TASK REQUIREMENTS
(a) Reproduce the stretch of the article on Ghana's voting procedures from "He or she is not the" through "him or her.".
(b) In the article on Ghana's voting procedures, which of the voter's thumbs receives indelible ink?
# start of TEXT PROVIDED
Accra, Dec. 2, GNA - Elections 2004 is some few days away, very critical on the electoral process is the period between casting of votes and declaration of results.

Voting on Tuesday December 7, by official calculations is expected to start at all polling stations at 0700 hours to ends at 1700 hours. The entire Ghanaian voting process takes place in the open. Party or Candidate Agents are allowed to be present at the polling station at all times to observe all proceedings.

At each polling station, before voting begins, the Presiding Officer, being the officer in charge, inspects the ballot papers in the presence of Party and Candidate Agents and enters the total number on a form provided for the purpose.

The Presiding Officer also shows the ballot box to the Agents and any persons present for them to ascertain that it is empty, before sealing and placing the box in the open view of the public for voting to begin. For a person to be able to vote, he or she must be 18 years of age or older and must have his or her name in the Voters' Register of the specific polling station.

A Voter Identification Card issued by the Electoral Commission is the normal means of identifying the voter. However, a person in possession of a voter ID card may still be challenged and may not be allowed to vote, but instead be arrested, if it is proved that:

He or she is not 18 years old.

He or she is not the person he or she claims to be (impersonation)

He or she is not a citizen of Ghana.

He or she is attempting to vote more than once (multiple voting) The process of voting begins after the voter's identify has been ascertained. The Voter's thumb is then inspected to check whether he or she has not voted. Indelible ink is applied to the left thumb and a presidential ballot paper is issued to him or her.

The ballot paper contains the names of all the candidates, the parties they belong to, if any, and their symbols.

A place is provided for the voter to thumbprint the ballot in secrecy. The place is so arranged that a person can be seen but nobody will know whom he or she voted for.

After casting the presidential ballot the Voter proceeds to where he or she is given the parliamentary ballot. He or she then moves to another point where he or she thumbprints the parliamentary ballot. The Voter is expected to leave the polling station but could return at the close of voting to witness the counting of the ballot.

Every voter who is in the queue at the polling station before 1700 hours is allowed to vote. The security detail is expected to join the queue to ensure that nobody does that after the close of balloting.


Dr Kwadwo Afari-Gyan, Chairman of the Electoral Commission told the Ghana News Agency in an interview that soon after voting ends, the Presiding Officer opens the ballot box in the presence of the Agents and any other persons who wished to witness the counting of the ballots. First. The ballots cast in favour of the various candidates are sorted into separate batches. Next, the ballots for each candidate are counted audibly one by one.
# end of TEXT PROVIDED
# start of DATASET ENTRIES
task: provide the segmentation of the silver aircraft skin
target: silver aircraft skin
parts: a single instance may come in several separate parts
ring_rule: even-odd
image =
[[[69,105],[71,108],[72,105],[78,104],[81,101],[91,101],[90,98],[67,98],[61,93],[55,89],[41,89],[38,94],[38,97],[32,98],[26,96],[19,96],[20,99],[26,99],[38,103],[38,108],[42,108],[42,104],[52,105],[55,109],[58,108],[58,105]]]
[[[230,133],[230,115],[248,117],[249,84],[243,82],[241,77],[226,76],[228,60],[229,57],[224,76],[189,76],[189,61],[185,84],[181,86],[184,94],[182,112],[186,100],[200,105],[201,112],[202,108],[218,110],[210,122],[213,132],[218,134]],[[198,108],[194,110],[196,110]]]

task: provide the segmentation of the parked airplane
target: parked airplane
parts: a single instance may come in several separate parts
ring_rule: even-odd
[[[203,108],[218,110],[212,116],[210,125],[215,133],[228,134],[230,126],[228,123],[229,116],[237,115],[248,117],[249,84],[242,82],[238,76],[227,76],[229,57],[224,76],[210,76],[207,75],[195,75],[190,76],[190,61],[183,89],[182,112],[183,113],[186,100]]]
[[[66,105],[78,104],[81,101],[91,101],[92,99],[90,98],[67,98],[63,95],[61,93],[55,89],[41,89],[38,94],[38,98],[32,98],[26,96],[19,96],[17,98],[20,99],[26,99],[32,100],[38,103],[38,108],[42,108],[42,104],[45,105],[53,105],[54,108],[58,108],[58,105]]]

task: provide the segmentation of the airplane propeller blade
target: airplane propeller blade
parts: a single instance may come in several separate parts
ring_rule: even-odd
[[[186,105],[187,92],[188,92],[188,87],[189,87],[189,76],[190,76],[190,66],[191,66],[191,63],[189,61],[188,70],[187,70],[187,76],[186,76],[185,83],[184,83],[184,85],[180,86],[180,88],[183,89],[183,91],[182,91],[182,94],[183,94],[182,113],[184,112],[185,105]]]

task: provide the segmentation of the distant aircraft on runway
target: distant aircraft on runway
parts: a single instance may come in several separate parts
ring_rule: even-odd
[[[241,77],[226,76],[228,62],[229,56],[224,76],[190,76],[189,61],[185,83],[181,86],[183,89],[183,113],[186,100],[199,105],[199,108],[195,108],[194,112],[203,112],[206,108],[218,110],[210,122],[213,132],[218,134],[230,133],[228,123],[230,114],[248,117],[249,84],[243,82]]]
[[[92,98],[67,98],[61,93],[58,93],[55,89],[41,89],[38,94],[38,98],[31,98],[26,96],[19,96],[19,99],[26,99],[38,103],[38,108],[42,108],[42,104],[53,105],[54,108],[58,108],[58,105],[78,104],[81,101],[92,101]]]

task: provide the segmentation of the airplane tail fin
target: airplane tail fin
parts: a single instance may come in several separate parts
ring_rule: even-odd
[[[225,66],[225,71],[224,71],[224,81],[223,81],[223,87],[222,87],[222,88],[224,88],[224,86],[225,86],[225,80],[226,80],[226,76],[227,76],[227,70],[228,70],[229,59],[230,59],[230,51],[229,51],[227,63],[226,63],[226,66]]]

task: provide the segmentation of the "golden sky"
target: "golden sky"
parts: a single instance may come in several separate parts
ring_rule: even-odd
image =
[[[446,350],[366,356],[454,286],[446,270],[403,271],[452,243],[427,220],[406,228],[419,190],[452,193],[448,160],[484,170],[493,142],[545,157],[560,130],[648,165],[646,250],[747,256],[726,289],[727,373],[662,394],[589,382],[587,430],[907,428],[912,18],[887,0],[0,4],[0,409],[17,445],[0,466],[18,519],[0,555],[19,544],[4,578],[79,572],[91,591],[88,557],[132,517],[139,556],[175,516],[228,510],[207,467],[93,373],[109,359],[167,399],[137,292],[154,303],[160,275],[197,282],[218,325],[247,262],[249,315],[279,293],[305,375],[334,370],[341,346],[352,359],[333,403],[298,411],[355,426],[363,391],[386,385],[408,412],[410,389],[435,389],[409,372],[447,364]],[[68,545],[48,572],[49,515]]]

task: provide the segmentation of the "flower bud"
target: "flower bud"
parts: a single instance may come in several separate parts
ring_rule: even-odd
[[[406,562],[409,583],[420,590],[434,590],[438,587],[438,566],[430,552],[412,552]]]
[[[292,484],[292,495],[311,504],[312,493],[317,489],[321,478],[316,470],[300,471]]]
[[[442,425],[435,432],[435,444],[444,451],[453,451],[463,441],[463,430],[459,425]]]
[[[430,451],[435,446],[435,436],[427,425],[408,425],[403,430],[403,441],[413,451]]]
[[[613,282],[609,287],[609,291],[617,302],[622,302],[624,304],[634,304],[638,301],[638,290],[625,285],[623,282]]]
# end of DATASET ENTRIES
# start of DATASET ENTRIES
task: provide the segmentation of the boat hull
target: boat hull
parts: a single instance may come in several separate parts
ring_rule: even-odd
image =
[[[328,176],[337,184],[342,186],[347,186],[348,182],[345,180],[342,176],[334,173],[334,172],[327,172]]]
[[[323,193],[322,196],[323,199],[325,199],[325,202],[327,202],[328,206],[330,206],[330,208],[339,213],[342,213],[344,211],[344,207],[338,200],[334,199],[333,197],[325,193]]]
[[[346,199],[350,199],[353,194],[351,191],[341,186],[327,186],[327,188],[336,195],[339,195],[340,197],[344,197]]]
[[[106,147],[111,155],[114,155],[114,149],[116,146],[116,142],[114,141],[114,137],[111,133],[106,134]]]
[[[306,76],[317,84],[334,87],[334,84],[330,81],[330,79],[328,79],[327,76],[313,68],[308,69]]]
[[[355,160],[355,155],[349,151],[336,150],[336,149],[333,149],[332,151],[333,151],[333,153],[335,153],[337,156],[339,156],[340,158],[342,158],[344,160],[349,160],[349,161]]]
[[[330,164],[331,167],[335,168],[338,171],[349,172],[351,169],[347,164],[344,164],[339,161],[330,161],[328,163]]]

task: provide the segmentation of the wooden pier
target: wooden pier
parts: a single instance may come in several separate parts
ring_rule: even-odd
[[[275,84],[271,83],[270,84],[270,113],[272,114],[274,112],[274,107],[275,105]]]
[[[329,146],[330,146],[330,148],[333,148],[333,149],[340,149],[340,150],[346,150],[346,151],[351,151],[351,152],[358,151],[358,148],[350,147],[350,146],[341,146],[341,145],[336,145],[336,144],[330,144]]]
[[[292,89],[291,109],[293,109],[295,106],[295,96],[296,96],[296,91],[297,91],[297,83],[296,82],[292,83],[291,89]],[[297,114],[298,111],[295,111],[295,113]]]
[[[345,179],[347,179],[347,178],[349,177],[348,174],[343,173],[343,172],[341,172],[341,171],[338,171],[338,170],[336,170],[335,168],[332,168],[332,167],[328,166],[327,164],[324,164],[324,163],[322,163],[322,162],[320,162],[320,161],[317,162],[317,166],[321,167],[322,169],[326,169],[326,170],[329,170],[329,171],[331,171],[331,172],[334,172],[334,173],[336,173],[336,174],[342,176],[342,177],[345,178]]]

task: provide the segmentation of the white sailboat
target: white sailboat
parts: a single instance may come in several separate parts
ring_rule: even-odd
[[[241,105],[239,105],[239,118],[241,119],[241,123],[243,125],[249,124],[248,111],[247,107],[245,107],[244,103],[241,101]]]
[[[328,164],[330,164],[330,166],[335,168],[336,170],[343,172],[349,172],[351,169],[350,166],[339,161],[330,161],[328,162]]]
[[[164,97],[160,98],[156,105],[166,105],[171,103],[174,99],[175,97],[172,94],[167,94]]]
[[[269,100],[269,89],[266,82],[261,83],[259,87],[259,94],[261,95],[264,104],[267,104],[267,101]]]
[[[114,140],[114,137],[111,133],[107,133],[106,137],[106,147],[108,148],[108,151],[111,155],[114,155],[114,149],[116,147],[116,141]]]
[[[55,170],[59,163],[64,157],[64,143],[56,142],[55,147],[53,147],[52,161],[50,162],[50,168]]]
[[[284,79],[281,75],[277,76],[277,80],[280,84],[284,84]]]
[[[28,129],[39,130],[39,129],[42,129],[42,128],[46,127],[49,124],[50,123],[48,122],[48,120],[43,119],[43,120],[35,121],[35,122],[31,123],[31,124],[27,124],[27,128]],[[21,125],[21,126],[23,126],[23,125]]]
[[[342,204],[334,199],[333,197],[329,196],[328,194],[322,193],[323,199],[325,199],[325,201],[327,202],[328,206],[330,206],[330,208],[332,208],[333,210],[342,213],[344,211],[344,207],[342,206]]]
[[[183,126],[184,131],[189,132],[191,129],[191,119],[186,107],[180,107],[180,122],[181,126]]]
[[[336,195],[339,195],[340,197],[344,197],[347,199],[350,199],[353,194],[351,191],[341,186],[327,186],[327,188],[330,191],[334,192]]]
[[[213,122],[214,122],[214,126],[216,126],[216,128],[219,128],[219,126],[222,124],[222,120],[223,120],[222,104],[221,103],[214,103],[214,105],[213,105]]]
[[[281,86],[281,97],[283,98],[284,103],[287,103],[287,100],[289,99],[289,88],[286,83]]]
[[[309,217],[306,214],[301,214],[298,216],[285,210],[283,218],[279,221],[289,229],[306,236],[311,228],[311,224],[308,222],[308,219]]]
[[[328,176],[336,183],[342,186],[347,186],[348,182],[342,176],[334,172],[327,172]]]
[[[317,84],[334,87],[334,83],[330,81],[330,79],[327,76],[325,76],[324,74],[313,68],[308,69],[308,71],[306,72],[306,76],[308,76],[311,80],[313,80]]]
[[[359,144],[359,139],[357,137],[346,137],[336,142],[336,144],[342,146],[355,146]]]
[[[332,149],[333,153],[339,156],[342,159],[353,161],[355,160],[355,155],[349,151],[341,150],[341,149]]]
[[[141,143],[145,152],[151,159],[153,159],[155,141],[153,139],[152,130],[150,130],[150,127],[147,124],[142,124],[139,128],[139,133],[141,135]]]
# end of DATASET ENTRIES
FULL ANSWERS
(a)
He or she is not the person he or she claims to be (impersonation)

He or she is not a citizen of Ghana.

He or she is attempting to vote more than once (multiple voting) The process of voting begins after the voter's identify has been ascertained. The Voter's thumb is then inspected to check whether he or she has not voted. Indelible ink is applied to the left thumb and a presidential ballot paper is issued to him or her.

(b) The left thumb.